# [Rincian Latihan]
Salin tanpa perubahan semua baris catatan di bawah, mulai dari awal catatan sampai baris yang memuat "pixel 145 332", termasuk baris tersebut. Jangan masukkan gambar ke dalam jawaban.

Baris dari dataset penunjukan
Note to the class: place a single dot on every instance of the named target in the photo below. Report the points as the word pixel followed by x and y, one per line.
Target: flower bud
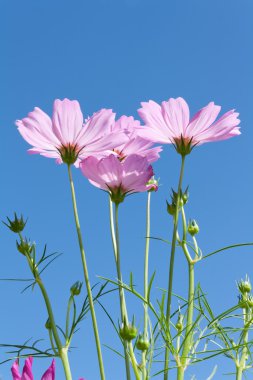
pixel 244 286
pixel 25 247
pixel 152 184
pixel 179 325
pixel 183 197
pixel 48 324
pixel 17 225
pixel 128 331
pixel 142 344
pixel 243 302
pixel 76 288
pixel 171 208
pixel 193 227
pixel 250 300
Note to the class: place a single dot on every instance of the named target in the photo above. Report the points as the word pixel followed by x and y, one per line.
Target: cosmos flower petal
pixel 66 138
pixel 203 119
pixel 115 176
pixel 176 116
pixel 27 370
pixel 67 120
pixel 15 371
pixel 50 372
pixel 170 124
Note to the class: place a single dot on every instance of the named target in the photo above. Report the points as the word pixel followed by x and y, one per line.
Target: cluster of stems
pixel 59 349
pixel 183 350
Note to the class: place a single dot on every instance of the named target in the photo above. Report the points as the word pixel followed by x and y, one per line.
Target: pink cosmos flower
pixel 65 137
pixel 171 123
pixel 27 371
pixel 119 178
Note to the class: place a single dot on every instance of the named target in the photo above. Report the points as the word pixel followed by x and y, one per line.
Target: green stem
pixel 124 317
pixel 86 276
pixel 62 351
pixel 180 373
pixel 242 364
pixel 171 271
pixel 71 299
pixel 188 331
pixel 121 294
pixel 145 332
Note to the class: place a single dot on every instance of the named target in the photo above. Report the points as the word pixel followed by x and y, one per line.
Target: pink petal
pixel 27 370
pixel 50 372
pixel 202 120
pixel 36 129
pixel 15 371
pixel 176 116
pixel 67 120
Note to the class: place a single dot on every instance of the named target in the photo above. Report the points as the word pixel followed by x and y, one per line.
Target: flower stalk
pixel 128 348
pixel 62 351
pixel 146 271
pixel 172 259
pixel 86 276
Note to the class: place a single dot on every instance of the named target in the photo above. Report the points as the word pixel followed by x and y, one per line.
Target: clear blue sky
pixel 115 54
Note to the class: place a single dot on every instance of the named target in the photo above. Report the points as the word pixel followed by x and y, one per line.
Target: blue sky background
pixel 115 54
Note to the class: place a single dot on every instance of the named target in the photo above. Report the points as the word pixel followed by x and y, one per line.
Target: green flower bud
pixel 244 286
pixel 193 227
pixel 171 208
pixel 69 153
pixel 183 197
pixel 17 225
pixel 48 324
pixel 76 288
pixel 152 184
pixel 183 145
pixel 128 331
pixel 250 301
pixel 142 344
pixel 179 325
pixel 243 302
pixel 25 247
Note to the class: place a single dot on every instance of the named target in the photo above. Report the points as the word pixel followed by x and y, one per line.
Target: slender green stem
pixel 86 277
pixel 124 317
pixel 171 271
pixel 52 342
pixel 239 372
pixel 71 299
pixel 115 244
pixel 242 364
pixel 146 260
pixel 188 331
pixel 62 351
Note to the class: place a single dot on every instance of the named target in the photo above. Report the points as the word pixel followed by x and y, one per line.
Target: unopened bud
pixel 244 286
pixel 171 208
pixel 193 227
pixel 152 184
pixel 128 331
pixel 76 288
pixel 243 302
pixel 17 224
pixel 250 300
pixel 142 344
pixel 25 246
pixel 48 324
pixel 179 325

# [Hasil Tugas]
Note to the class: place a single dot on every instance of the named target in the photo below. Report the points as the word pixel followed by x and y, one per line.
Target: flower bud
pixel 244 286
pixel 25 247
pixel 152 184
pixel 179 325
pixel 183 197
pixel 48 324
pixel 17 225
pixel 128 331
pixel 142 344
pixel 243 302
pixel 76 288
pixel 171 208
pixel 193 227
pixel 250 300
Note to the class: place a single dot on every instance of the named target in the photo above. Report the points as the word pixel followed by x and y, one per line.
Target: cosmos flower petal
pixel 66 138
pixel 203 119
pixel 115 176
pixel 176 116
pixel 27 370
pixel 67 120
pixel 15 371
pixel 50 372
pixel 170 124
Note to the class: place a single dot on every instance of the named target in the photo above. Report the points as the word pixel followed by x and y, one per line.
Target: cluster of stems
pixel 59 349
pixel 183 350
Note to the class: place a single dot on every instance of the named target in the photo above. Report the points as the word pixel followed by x and y, one per line.
Target: pink cosmos flower
pixel 65 137
pixel 171 123
pixel 27 371
pixel 119 178
Note to the class: place a single dot on every instance of the named target in the photo above. Report the points as the word pixel followed by x and y, one per line.
Target: green stem
pixel 124 317
pixel 86 276
pixel 62 351
pixel 180 373
pixel 242 364
pixel 171 271
pixel 71 299
pixel 188 331
pixel 121 294
pixel 145 332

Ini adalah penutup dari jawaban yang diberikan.